* _WHAT YOU NEED TO DO_:
Copy the items word for word, from the line that contains "TARGET = man's ear" through the end of the items.

* _RECORDED DATA_:
____
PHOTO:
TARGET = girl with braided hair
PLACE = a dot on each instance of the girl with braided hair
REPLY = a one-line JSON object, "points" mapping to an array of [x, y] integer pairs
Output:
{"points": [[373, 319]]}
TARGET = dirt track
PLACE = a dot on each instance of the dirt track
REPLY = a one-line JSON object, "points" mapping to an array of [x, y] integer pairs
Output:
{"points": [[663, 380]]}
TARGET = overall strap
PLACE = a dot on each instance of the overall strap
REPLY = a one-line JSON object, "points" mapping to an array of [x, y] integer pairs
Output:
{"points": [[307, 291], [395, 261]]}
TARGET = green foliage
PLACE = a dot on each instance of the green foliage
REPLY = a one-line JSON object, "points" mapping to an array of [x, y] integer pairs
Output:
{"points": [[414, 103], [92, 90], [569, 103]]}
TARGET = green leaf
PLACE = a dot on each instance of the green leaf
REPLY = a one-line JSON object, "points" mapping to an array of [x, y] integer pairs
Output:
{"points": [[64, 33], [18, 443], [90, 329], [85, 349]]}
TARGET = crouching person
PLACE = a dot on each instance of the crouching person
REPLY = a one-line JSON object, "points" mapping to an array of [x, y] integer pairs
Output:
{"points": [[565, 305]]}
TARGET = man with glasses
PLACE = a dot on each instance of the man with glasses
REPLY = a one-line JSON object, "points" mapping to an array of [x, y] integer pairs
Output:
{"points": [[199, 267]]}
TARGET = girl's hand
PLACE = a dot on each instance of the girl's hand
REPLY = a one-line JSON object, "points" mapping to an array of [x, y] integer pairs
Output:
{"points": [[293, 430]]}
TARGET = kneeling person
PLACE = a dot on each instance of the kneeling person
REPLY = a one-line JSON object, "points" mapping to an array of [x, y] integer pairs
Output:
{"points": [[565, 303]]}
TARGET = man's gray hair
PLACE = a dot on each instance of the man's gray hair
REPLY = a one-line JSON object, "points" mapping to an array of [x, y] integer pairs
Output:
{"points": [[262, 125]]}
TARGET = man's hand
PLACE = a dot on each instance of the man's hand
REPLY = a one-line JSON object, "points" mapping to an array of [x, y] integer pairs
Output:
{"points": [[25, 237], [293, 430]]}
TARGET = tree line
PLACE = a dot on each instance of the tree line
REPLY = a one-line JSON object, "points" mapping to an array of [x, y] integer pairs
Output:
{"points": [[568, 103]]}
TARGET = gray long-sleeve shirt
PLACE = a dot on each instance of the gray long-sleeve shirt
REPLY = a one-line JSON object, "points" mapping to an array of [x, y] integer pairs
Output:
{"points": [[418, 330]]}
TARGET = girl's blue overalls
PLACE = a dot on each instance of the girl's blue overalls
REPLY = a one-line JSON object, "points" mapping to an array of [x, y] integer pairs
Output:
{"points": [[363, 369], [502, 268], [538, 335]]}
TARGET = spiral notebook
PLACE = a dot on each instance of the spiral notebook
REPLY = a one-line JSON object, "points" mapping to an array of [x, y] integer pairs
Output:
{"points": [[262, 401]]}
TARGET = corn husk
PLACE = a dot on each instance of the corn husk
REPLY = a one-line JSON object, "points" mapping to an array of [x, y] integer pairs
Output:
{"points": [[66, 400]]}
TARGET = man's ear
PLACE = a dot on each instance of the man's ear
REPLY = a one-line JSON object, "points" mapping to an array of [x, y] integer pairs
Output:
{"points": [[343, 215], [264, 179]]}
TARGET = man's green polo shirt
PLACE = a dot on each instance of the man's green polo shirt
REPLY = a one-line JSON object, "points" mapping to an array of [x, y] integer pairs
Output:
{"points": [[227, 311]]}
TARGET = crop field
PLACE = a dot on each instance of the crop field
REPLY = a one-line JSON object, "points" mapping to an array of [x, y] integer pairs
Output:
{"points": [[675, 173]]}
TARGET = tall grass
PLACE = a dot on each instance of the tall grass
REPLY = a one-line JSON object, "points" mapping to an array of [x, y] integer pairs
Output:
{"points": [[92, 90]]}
____
* _RESULT BELOW_:
TARGET = man's ear
PLACE = a dot on each instance of the man's ear
REPLY = a one-line JSON object, "points" mapping to an array of [x, y] integer pairs
Output:
{"points": [[343, 215], [264, 179]]}
TARGET = man's green polo shirt
PLACE = a dot on each instance of the man's green polo shirt
REPLY = a one-line JSON object, "points" mapping to an array of [x, y] integer pairs
Output:
{"points": [[227, 311]]}
TARGET = crop field
PLACE = a dot on each instance of the crop field
REPLY = a one-line JSON object, "points" mapping to an array of [x, y] integer pairs
Output:
{"points": [[675, 173]]}
TARGET = tall grass
PLACE = a dot on each instance of the tall grass
REPLY = a one-line JSON object, "points" mapping to an array of [x, y] integer pairs
Output:
{"points": [[92, 90]]}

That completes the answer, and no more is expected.